Referring expression pointing data
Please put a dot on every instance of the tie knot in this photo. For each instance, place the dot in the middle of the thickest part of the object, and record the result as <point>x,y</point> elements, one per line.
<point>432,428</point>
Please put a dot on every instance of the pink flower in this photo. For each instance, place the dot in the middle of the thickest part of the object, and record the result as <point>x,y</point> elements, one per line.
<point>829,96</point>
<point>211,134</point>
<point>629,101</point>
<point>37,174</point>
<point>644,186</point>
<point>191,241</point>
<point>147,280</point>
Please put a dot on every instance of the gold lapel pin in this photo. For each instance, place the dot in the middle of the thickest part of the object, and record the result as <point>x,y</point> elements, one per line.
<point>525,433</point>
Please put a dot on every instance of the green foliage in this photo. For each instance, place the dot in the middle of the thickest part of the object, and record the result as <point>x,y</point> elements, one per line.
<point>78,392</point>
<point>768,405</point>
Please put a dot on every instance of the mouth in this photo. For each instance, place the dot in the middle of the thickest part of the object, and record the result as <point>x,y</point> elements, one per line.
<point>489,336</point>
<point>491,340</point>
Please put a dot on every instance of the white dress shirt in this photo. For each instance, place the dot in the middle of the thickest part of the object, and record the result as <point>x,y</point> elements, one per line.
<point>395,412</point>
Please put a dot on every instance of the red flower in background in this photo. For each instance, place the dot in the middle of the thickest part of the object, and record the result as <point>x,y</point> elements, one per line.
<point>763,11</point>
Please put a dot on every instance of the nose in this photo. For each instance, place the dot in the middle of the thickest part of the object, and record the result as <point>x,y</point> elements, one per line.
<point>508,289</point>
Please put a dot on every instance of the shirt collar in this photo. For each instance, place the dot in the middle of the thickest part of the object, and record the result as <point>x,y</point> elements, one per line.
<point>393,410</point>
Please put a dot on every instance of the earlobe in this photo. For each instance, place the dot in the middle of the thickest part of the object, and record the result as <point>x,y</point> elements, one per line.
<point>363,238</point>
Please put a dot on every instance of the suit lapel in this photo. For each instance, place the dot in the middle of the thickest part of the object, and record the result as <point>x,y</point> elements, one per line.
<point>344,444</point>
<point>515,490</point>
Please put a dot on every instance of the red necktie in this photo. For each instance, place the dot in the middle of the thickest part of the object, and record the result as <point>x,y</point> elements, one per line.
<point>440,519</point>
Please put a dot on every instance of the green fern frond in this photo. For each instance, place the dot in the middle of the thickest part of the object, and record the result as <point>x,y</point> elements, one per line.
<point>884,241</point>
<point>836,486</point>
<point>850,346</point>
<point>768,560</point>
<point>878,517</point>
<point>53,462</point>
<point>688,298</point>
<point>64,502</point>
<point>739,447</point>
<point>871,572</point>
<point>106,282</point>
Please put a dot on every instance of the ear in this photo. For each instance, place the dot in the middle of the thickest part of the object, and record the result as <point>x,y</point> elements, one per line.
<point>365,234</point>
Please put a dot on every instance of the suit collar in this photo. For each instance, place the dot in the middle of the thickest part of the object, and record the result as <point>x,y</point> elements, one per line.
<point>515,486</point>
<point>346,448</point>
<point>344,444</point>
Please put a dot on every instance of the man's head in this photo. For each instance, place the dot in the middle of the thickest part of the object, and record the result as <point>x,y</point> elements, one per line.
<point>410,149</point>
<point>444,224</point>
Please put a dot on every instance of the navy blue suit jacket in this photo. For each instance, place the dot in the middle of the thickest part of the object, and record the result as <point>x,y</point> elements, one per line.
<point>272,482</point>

*Instructions to follow:* Exactly as they appear above, give the entries again.

*Completed exercise:*
Please put a dot on every instance of the tie knot in this photo. For each instance, place the dot in the middle of the thickest part of the object, and record the result as <point>x,y</point> elements, one per line.
<point>432,428</point>
Please put a dot on every instance of the pink flower in this photo. For each instance, place the dot in the middle of the thickest part of the object, and record the result as <point>x,y</point> elements, one per line.
<point>829,96</point>
<point>211,134</point>
<point>629,101</point>
<point>37,174</point>
<point>644,186</point>
<point>191,241</point>
<point>147,280</point>
Please put a dot on every instance of the gold lapel pin in this photo. For each instance, place the dot in the middle of the thickest part of the object, and record the result as <point>x,y</point> elements, one per line.
<point>525,433</point>
Please put a dot on every instance of the green foliage in this photo. For each instance, place the dot in the middle of the thickest part of the object, and record the result as <point>x,y</point> elements, one per line.
<point>78,392</point>
<point>768,405</point>
Please put a dot on every instance of the mouth in this photo. For each instance, place the dot in the middle of the thickest part of the object, and record the result as <point>x,y</point> elements, one per line.
<point>489,336</point>
<point>491,340</point>
Please put a dot on every instance of the white dress shirt in this photo. For each instance, place the dot in the middle of the thickest part of the object, and record the result as <point>x,y</point> elements, one per line.
<point>395,412</point>
Please put a dot on every instance of the red flower in background in this photo. For each instance, place the dot in the middle of the thickest part of the object, and record the result as <point>x,y</point> elements, one per line.
<point>763,11</point>
Please put a dot on every instance of the nose in this photo. For each instance, place the dot in the middle of the thickest part of the object, and record the result as <point>x,y</point> elements, one per line.
<point>508,289</point>
Please put a dot on every instance of the shirt collar in this photo. For each instance, place the dot in the middle of the thickest part of the object, and record the result as <point>x,y</point> elements, one per line.
<point>393,410</point>
Please put a dot on every instance of the earlobe in this photo. For each instance, place the dot in the middle of the thickest part of the object, and record the result as <point>x,y</point> elements, one per line.
<point>363,238</point>
Please put a dot on every instance of the suit lapel in this photo. For each instance, place the dot in the middle of the thickest part of the object, and record the result as <point>x,y</point> elements, one per line.
<point>344,444</point>
<point>515,490</point>
Please put a dot on every instance of the red necktie in this photo. For each instance, place the dot in the middle of the thickest part of the object, and record the result as <point>x,y</point> elements, one per line.
<point>440,519</point>
Please put a dot on every instance of the green fern frond in this photo. For each instance, place the dot in the middle of the thickest part of the object, and record the result as <point>x,y</point> elements, one per line.
<point>884,241</point>
<point>836,486</point>
<point>850,346</point>
<point>768,560</point>
<point>878,517</point>
<point>53,462</point>
<point>688,298</point>
<point>64,502</point>
<point>739,447</point>
<point>871,572</point>
<point>106,282</point>
Please put a dot on every instance of the ear in this photo. For each instance, place the dot in the middle of the thickest part of the object, and record the result as <point>x,y</point> elements, one per line.
<point>365,234</point>
Please put a dot on every instance of the suit collar in this photo. For each instance, place the dot in the middle of the thickest part of the object, and record the result as <point>x,y</point> elements, one per line.
<point>515,486</point>
<point>346,448</point>
<point>344,444</point>
Please put a dot on every instance of the man's head in this photo. For each instance, place the dot in the middle of the thickest part of the object, and record the result as <point>x,y</point> elements, one per line.
<point>410,149</point>
<point>444,224</point>
Please put a dot on every instance of the navy blue suit jacket in this photo. For each instance, place the dot in the middle of the thickest part of the object, and record the result as <point>x,y</point> elements, one per line.
<point>272,482</point>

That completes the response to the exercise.